Task directions -> In the data below, count how many lines contain "white" and give that number by itself.

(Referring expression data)
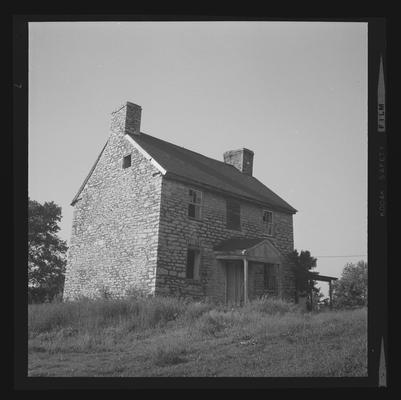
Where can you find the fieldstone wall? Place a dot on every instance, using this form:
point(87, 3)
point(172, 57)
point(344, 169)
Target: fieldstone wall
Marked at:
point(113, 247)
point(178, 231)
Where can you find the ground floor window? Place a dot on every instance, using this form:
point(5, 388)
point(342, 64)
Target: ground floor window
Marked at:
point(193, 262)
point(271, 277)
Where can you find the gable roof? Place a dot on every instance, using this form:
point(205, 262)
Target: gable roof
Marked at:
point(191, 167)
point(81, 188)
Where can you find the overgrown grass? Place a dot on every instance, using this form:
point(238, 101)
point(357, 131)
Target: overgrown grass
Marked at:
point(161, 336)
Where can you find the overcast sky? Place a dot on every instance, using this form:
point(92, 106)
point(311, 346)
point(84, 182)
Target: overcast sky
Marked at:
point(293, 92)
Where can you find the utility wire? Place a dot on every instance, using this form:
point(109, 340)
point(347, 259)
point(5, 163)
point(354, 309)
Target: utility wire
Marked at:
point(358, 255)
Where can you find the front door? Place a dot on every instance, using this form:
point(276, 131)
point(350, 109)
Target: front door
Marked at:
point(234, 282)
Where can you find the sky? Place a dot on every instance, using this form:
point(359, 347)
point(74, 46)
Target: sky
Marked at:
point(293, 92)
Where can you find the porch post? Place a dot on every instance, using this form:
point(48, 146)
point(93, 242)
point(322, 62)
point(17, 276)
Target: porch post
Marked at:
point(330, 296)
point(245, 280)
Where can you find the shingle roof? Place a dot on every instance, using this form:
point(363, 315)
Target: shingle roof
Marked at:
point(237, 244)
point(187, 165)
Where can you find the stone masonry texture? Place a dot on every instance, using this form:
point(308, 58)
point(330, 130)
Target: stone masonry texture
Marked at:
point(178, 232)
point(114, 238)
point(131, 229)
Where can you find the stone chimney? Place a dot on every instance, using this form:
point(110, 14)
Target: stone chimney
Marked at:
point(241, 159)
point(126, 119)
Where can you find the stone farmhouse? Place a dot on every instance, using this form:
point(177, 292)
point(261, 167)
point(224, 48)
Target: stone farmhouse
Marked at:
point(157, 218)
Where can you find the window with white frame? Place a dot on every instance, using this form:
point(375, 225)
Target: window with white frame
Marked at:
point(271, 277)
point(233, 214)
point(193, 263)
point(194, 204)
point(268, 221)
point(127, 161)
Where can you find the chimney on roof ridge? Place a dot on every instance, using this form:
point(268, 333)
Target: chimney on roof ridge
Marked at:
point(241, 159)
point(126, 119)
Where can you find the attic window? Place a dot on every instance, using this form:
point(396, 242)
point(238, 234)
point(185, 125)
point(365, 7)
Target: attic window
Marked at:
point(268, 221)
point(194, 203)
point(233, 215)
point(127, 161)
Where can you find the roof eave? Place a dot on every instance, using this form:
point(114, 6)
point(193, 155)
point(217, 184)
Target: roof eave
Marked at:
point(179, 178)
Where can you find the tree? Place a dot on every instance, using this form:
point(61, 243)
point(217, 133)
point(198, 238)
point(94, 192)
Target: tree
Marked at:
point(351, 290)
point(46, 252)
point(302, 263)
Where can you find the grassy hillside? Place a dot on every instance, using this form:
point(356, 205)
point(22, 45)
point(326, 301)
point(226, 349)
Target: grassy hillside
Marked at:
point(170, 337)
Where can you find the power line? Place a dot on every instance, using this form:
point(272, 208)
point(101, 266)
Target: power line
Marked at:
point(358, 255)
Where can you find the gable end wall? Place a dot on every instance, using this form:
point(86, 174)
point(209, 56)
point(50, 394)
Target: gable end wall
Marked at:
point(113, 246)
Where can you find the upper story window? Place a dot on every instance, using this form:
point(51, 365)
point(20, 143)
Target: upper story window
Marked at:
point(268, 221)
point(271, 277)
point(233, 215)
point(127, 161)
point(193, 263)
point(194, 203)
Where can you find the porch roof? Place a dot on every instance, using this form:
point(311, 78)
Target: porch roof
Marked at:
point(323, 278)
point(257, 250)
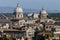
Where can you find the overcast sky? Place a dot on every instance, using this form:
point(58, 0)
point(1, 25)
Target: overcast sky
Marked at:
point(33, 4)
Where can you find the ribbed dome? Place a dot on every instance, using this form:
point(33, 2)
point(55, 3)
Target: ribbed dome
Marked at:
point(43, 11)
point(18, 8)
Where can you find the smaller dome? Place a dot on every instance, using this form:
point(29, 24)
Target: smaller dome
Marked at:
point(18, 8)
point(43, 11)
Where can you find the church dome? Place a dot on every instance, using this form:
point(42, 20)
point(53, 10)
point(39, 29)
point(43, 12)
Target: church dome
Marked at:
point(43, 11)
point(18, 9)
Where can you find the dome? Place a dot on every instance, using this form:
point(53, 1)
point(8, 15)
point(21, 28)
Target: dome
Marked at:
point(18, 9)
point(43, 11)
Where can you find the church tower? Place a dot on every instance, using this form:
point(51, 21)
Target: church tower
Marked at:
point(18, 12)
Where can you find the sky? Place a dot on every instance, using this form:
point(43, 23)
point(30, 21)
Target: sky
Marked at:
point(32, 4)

Expected output -> 2